→ Exercise requirements
The records below are to be duplicated character for character.
******
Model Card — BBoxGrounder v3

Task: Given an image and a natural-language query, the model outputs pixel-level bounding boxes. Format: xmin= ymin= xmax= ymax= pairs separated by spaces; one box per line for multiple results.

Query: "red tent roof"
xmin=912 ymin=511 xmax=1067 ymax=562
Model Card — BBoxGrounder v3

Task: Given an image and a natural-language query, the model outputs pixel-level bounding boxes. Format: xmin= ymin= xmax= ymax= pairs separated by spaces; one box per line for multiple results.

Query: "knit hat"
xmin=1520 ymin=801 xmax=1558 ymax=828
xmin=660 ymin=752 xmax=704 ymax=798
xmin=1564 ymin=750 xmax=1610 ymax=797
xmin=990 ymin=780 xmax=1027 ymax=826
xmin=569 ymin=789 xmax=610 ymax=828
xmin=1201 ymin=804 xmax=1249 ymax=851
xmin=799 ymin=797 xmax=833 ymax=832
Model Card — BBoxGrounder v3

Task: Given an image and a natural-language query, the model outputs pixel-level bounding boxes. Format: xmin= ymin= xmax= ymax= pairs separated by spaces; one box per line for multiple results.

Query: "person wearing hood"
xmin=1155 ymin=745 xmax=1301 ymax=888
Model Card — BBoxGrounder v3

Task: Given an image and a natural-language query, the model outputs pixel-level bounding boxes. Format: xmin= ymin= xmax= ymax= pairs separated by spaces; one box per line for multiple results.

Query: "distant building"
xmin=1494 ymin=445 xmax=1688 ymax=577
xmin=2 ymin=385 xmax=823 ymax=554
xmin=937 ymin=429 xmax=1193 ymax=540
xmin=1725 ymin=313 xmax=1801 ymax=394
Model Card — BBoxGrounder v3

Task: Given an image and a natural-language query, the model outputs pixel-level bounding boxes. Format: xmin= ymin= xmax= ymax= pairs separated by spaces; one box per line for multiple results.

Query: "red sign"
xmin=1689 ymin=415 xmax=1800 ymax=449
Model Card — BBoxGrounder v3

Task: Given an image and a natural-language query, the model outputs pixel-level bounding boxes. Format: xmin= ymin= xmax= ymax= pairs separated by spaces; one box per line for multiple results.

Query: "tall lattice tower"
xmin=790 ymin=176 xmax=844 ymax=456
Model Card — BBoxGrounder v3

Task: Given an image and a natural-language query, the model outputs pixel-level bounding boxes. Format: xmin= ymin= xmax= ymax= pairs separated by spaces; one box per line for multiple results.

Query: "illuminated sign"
******
→ Expected output
Model Card — BBoxGrounder v3

Task: Given an image and a natural-language query, the model outputs pixel-level bounding boxes. Format: xmin= ymin= xmax= ymax= pairs separated by spaces; one box per line for multiple results.

Query: "red tent roof"
xmin=912 ymin=511 xmax=1067 ymax=562
Model Card — BBoxGrounder v3

Task: Given an image and a natural-language query, the model outputs pixel-level bounding boxes. Format: xmin= ymin= xmax= ymax= pairs separated by spaces; one box per line for multiple results.

Query: "knit hat"
xmin=1520 ymin=801 xmax=1558 ymax=828
xmin=660 ymin=752 xmax=704 ymax=798
xmin=1564 ymin=750 xmax=1610 ymax=797
xmin=990 ymin=780 xmax=1027 ymax=826
xmin=569 ymin=789 xmax=610 ymax=828
xmin=1201 ymin=804 xmax=1249 ymax=851
xmin=799 ymin=797 xmax=833 ymax=832
Model Card — BBoxGrounder v3

Task: Given an image and a natural-language query, the model outputs pixel-level bounding boxes. Format: xmin= ymin= xmax= ymax= pairs separated by spaces; one box per line for multiple results.

Query: "person wearing hood"
xmin=1155 ymin=745 xmax=1301 ymax=888
Model Card — BBoxGrounder v3

Task: Given an image and a natural-language query, the model outputs pixel-level bounding boxes. Format: xmin= ymin= xmax= ymax= pairs separated by spaces; one box per line for multiple results.

Query: "distant building"
xmin=1494 ymin=445 xmax=1688 ymax=577
xmin=2 ymin=385 xmax=823 ymax=554
xmin=937 ymin=429 xmax=1193 ymax=540
xmin=1725 ymin=313 xmax=1801 ymax=394
Model Card — BBoxGrounder v3

Task: Given an image and a natural-language query, the model outputs pixel-level bounding boxes. Format: xmin= ymin= xmax= ymax= pairs separated by spaces; one box per line for multiple results.

Query: "red sign"
xmin=1689 ymin=415 xmax=1800 ymax=449
Model Card — BBoxGrounder v3

Task: Given an image and a natural-language query, the model outputs pixel-level bounding boxes. Format: xmin= ymin= xmax= ymax= pairs separated by spaces; one box per line for multiple results.

Query: "tall lattice tower"
xmin=790 ymin=176 xmax=844 ymax=456
Model Card — BBoxGrounder v3

Task: Given an image and a natural-language query, the model outputs pixel-level bounding boxes. Format: xmin= ymin= xmax= ymax= pairs separated by spaces; one box per line for multiple results.

Query: "illuminated sign"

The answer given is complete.